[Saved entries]
___
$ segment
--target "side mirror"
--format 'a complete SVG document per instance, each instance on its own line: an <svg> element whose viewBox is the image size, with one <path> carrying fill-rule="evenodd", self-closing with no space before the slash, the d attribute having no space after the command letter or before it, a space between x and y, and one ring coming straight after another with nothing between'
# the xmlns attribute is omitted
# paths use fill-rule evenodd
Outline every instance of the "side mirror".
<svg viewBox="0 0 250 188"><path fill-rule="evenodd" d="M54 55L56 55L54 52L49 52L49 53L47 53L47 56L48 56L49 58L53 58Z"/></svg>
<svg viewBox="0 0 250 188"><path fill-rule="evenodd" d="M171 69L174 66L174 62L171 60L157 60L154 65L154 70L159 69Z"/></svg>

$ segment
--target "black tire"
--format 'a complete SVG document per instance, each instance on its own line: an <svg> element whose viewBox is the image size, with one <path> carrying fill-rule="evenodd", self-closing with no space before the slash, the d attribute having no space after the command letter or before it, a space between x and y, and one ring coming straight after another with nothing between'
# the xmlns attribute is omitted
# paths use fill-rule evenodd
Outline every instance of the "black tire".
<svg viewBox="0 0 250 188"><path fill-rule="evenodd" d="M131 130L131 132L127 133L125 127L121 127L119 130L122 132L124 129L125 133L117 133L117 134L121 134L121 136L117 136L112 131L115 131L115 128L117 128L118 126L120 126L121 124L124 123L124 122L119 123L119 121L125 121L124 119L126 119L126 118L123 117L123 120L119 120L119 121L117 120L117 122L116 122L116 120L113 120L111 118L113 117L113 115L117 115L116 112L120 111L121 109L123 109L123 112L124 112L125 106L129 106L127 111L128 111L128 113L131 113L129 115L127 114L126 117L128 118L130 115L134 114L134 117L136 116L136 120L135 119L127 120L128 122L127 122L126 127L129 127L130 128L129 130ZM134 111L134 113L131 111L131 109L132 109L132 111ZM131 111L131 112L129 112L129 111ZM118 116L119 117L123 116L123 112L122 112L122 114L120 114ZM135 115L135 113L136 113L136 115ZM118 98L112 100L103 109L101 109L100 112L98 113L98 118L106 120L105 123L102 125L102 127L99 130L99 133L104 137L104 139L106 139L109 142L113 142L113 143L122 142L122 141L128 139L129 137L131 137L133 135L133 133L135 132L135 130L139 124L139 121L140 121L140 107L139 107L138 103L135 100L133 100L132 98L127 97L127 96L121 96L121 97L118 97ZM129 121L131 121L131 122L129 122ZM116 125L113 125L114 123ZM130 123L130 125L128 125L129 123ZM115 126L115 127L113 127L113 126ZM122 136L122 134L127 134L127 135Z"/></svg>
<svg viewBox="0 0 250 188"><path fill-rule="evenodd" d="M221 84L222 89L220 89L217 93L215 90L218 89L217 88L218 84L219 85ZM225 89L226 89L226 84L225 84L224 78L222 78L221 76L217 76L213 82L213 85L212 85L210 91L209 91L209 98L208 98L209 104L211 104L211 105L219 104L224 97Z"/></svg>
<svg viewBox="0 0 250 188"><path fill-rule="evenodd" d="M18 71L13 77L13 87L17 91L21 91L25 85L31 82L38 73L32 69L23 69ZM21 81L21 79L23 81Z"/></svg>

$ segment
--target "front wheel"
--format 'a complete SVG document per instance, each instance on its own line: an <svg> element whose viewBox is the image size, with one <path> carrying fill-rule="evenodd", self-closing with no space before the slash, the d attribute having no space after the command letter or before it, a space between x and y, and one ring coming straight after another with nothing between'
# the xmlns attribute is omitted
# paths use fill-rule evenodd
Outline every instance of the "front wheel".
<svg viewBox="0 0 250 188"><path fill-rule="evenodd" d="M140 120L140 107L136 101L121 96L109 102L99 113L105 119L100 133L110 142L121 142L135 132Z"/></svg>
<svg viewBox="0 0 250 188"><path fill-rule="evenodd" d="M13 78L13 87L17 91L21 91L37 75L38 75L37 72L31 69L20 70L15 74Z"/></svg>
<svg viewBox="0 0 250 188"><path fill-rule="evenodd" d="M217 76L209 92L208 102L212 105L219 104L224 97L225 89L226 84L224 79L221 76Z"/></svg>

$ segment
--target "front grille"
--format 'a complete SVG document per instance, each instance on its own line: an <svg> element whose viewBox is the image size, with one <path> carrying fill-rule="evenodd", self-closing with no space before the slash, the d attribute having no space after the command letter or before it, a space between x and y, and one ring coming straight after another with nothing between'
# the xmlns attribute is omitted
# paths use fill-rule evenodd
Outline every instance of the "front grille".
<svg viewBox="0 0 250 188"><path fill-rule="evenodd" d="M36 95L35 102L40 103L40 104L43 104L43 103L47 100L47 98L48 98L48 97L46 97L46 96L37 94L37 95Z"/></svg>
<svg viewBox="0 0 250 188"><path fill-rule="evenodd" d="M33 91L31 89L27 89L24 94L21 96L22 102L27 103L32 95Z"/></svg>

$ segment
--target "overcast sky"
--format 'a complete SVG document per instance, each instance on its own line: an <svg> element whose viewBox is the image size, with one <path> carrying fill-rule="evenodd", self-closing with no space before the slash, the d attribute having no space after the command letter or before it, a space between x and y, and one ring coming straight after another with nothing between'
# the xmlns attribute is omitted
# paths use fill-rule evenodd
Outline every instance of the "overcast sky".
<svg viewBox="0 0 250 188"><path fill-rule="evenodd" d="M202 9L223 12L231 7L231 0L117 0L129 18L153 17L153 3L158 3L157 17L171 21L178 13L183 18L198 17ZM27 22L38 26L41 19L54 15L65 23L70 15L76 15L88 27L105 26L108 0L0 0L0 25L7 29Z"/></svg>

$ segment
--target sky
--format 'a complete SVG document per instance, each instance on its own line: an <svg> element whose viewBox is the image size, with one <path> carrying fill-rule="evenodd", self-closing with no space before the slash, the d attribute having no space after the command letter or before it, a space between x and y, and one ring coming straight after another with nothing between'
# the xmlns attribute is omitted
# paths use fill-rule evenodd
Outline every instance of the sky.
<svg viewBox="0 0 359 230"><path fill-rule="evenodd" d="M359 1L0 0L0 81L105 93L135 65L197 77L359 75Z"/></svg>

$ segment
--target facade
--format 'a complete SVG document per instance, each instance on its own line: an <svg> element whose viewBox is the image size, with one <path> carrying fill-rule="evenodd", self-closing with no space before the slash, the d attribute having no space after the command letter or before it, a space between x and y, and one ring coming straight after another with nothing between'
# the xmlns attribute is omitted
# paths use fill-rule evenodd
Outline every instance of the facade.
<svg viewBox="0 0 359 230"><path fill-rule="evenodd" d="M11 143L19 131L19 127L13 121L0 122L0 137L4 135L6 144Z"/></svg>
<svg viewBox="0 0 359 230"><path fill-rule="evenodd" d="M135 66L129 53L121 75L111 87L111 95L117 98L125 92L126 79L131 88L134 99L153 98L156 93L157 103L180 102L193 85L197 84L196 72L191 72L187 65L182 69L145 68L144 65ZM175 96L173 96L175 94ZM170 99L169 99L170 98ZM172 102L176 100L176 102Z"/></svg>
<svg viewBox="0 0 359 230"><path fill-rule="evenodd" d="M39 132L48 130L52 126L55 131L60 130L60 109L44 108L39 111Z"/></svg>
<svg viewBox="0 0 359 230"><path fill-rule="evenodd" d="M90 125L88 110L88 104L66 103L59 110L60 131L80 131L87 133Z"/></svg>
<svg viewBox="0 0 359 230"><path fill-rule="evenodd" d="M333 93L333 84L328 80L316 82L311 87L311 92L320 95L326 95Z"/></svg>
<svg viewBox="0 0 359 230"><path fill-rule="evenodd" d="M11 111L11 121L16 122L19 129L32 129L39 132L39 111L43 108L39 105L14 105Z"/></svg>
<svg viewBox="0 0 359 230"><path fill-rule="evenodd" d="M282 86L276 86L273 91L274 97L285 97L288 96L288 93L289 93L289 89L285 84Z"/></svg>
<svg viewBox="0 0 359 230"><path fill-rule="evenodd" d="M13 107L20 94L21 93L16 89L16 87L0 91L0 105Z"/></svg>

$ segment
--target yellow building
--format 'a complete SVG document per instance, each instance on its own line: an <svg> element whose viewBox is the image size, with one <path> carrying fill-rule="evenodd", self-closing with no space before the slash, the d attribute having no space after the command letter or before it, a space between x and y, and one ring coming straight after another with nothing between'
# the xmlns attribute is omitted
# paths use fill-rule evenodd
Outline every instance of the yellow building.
___
Select and copy out each line in the rows above that contains the word "tire".

Written answer:
--target "black tire"
Outline every instance of the "black tire".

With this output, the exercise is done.